3.2 Phase 2: Entwicklung einer modulübergreifenden Zusammenhangsperspektive
Huber/Reinmann sehen in sequenziellen Formen der curricularen Implementierung die Gefahr, dass „das Bewusstsein des Zusammenhangs zwischen ihnen [den Modulen, S. Th.] nicht entsteht, bevor günstigenfalls die Abschlussarbeit mit einem solchen Projekt verbunden wird“ (Huber/Reinmann 2019: 138). Diese Einschätzung deckt sich mit weiteren Ergebnissen unserer Gruppendiskussionen. Studierende klagten über verinselte Forschungserfahrungen und ein fehlendes Überblickswissen. Eine Zusammenhangsperspektive kann jedoch nicht durch ein einzelnes Projektteam entwickelt werden, sondern ist Aufgabe aller beteiligten Lehrenden. Für den notwendigen modulübergreifenden Verständigungsprozess konzipierten wir deshalb zwei Elemente, anhand derer im Studienverlauf ein Zusammenhang zwischen den einzelnen Forschungsbezügen hergestellt werden kann: für die Lehrenden den Begleittext ‚Begründungszusammenhang zum Forschen in den
Erziehungswissenschaften‘ und für die Studierenden eine visualisierte ‚Roadmap‘, also eine Landkarte zum Forschenden Studieren im Studiengang Lehramt Gy/Os.
Im Begründungszusammenhang wird mit Blick auf die verschiedenen Forschungsfelder und -traditionen der Erziehungswissenschaft erläutert, was es heißt, im Fachkontext der Erziehungs- und Bildungswissenschaften zu forschen. Das Konzept des Forschenden Studierens wird erläutert und für die reflexive Lehrer*innenbildung professionstheoretisch kontextualisiert. Ebenso wird die Etappierung des Forschenden Studierens entlang der Bachelor- und Mastermodule aufgezeigt (Abb. 2). Der Begründungszusammenhang stellt also eine Art Begleittext zur curricularen Einbettung dar und kann seitens der Dozierenden in allen Seminaren und insbesondere in den Vorlesungen aufgerufen werden, um den Studierenden aufzuzeigen, welche Etappe des Forschungszyklus in dem aktuellen Modul fokussiert wird und wie diese mit der Gesamtkomposition des Forschungsprozesses zusammenhängt.
Ergänzend zum Begründungszusammenhang entwickelten wir eine Roadmap, die in Form einer Grafik den gesamten Forschungszyklus in Form einzelner Etappen abbildet.
..............................
Gib aus dem Text zum Forschenden Studieren wörtlich den Abschnitt wieder, der bei „Ergänzend zum Begründungszusammenhang“ beginnt und bei „einzelner Etappen abbildet.“ endet.

QUELLENAUSZUG:
..............................
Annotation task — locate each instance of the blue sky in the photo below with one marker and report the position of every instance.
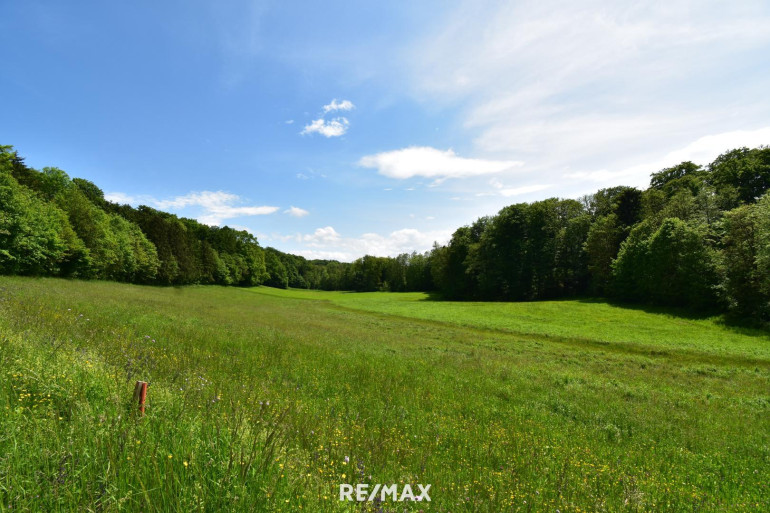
(336, 129)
..............................
ANTWORT:
Ergänzend zum Begründungszusammenhang entwickelten wir eine Roadmap, die in Form einer Grafik den gesamten Forschungszyklus in Form einzelner Etappen abbildet.